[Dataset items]
* * *
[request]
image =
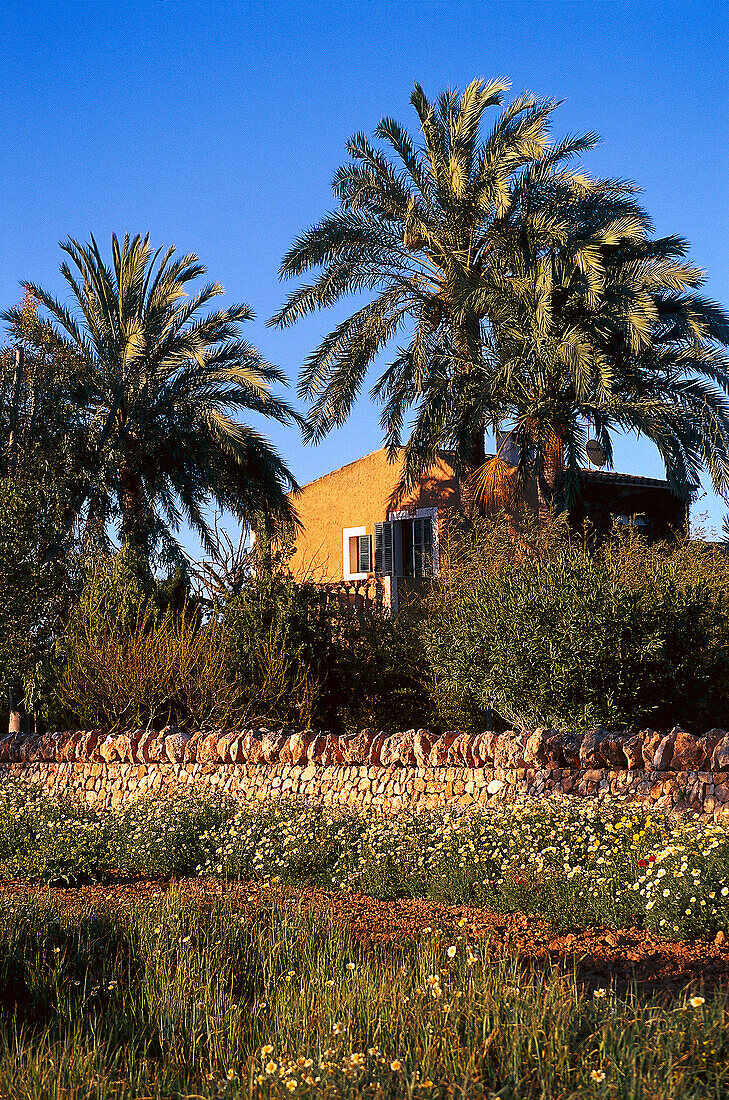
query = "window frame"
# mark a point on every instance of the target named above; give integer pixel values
(419, 514)
(350, 532)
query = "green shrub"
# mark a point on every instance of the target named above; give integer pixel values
(544, 630)
(165, 835)
(43, 839)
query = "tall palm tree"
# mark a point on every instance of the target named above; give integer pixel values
(531, 297)
(161, 385)
(593, 326)
(413, 231)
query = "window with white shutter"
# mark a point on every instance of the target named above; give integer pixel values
(364, 553)
(422, 547)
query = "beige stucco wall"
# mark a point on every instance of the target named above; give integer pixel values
(356, 495)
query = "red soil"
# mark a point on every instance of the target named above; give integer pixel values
(598, 956)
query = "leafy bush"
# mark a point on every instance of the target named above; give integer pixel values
(165, 835)
(46, 840)
(545, 630)
(685, 884)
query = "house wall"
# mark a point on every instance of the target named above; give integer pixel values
(357, 496)
(602, 499)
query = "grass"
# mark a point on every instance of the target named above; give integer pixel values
(573, 861)
(176, 999)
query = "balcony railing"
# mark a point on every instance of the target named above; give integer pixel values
(375, 593)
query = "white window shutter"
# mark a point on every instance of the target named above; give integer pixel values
(384, 557)
(422, 547)
(364, 553)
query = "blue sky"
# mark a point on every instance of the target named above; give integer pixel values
(218, 127)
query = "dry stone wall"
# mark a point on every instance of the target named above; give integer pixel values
(413, 770)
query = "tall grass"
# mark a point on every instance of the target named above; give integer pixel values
(178, 1000)
(573, 861)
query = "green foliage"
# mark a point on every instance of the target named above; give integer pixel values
(133, 657)
(304, 662)
(533, 296)
(165, 836)
(154, 395)
(46, 840)
(185, 997)
(545, 630)
(574, 861)
(36, 586)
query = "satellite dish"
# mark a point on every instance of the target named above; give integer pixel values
(596, 455)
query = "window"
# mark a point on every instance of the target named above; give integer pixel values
(356, 547)
(405, 546)
(384, 557)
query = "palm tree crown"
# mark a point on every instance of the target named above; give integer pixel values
(162, 384)
(531, 297)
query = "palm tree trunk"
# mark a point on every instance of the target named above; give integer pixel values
(548, 488)
(131, 499)
(476, 460)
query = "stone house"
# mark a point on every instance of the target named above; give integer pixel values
(364, 546)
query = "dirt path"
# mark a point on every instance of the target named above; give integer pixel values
(599, 957)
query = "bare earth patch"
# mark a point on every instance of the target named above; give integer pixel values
(597, 956)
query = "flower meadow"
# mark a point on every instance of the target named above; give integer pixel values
(185, 998)
(574, 861)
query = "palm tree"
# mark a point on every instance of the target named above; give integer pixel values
(531, 295)
(416, 232)
(593, 327)
(159, 385)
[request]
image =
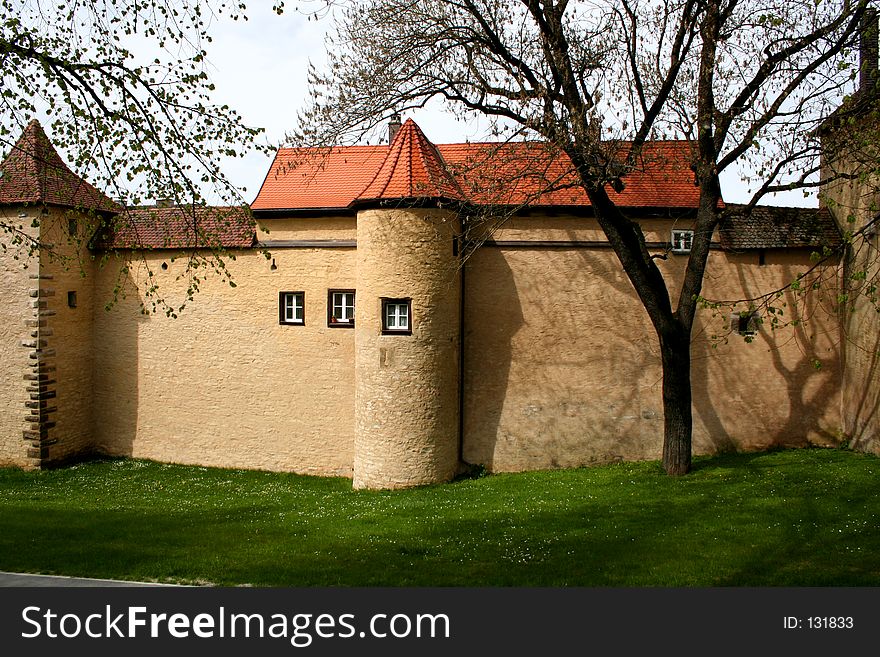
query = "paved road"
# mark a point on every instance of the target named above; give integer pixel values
(22, 579)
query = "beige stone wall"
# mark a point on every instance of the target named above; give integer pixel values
(224, 384)
(562, 368)
(312, 228)
(407, 395)
(14, 311)
(854, 201)
(46, 391)
(68, 268)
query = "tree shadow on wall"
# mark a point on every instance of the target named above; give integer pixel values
(806, 381)
(115, 365)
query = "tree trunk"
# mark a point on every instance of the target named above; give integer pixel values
(675, 351)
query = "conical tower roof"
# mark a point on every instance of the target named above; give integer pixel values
(412, 170)
(34, 173)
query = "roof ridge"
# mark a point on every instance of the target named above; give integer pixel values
(413, 168)
(34, 172)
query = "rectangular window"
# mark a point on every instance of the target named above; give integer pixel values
(682, 241)
(340, 308)
(745, 323)
(396, 316)
(291, 307)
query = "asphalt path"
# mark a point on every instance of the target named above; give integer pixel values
(24, 579)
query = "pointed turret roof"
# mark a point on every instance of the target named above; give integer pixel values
(413, 169)
(34, 173)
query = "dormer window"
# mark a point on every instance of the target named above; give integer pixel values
(682, 240)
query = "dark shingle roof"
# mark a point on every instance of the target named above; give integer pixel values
(179, 227)
(34, 173)
(768, 227)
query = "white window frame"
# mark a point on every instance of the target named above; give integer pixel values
(682, 240)
(340, 308)
(396, 316)
(745, 323)
(288, 304)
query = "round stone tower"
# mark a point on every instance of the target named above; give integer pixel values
(408, 320)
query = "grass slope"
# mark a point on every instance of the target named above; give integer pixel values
(786, 518)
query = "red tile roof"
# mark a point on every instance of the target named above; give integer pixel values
(412, 169)
(34, 173)
(513, 173)
(179, 227)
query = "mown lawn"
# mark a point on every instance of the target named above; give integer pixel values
(784, 518)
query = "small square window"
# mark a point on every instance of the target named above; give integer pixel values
(397, 316)
(682, 241)
(291, 307)
(745, 323)
(340, 308)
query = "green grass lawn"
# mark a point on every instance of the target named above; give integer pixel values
(784, 518)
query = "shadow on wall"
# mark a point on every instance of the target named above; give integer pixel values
(862, 420)
(557, 369)
(116, 366)
(492, 316)
(780, 390)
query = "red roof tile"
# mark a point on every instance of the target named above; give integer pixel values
(412, 169)
(318, 178)
(34, 173)
(180, 227)
(512, 173)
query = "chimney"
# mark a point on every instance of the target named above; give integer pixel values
(393, 126)
(868, 51)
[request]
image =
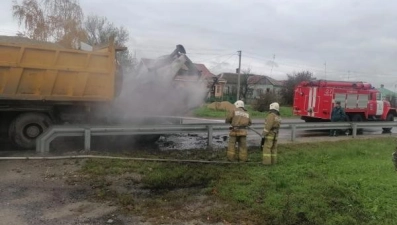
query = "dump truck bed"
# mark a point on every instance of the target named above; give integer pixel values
(47, 73)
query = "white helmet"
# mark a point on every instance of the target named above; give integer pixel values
(239, 104)
(275, 106)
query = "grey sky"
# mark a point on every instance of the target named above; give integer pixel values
(357, 36)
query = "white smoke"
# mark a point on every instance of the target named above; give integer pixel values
(156, 90)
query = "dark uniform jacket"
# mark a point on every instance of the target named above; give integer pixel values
(338, 114)
(272, 124)
(239, 119)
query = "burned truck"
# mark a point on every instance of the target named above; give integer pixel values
(42, 84)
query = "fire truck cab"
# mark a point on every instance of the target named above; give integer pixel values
(314, 101)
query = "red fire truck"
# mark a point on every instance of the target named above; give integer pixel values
(314, 100)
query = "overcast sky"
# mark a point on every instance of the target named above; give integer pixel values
(329, 38)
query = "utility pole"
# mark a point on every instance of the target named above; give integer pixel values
(274, 57)
(238, 74)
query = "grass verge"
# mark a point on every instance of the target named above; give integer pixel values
(285, 111)
(348, 182)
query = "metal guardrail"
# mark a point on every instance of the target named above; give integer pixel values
(43, 142)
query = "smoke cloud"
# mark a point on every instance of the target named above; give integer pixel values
(168, 86)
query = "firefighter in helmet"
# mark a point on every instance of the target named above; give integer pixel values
(337, 115)
(270, 133)
(239, 120)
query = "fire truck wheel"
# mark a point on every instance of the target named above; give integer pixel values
(357, 118)
(24, 129)
(390, 117)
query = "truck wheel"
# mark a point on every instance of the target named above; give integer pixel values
(24, 129)
(390, 117)
(358, 118)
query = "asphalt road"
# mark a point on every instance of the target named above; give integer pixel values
(191, 140)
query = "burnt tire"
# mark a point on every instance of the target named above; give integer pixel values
(357, 118)
(27, 127)
(390, 117)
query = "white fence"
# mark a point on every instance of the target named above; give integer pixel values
(43, 142)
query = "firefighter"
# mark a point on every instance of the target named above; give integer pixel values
(239, 120)
(394, 159)
(337, 115)
(270, 133)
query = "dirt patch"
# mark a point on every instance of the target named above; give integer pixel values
(54, 192)
(35, 192)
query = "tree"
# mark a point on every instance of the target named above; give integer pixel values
(100, 30)
(245, 86)
(287, 93)
(51, 20)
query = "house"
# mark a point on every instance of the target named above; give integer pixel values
(264, 84)
(251, 85)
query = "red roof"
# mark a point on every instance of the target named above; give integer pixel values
(205, 73)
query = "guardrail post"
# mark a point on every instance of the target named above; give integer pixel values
(354, 130)
(293, 132)
(210, 132)
(87, 139)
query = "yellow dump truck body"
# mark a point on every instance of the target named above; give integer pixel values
(33, 72)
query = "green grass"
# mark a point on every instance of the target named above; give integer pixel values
(285, 111)
(346, 182)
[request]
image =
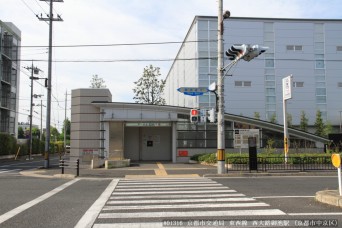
* * *
— WORK INSTRUCTIONS —
Tally the lines of the records that contain the string "road". Reply with the number alone.

— FINAL RESULT —
2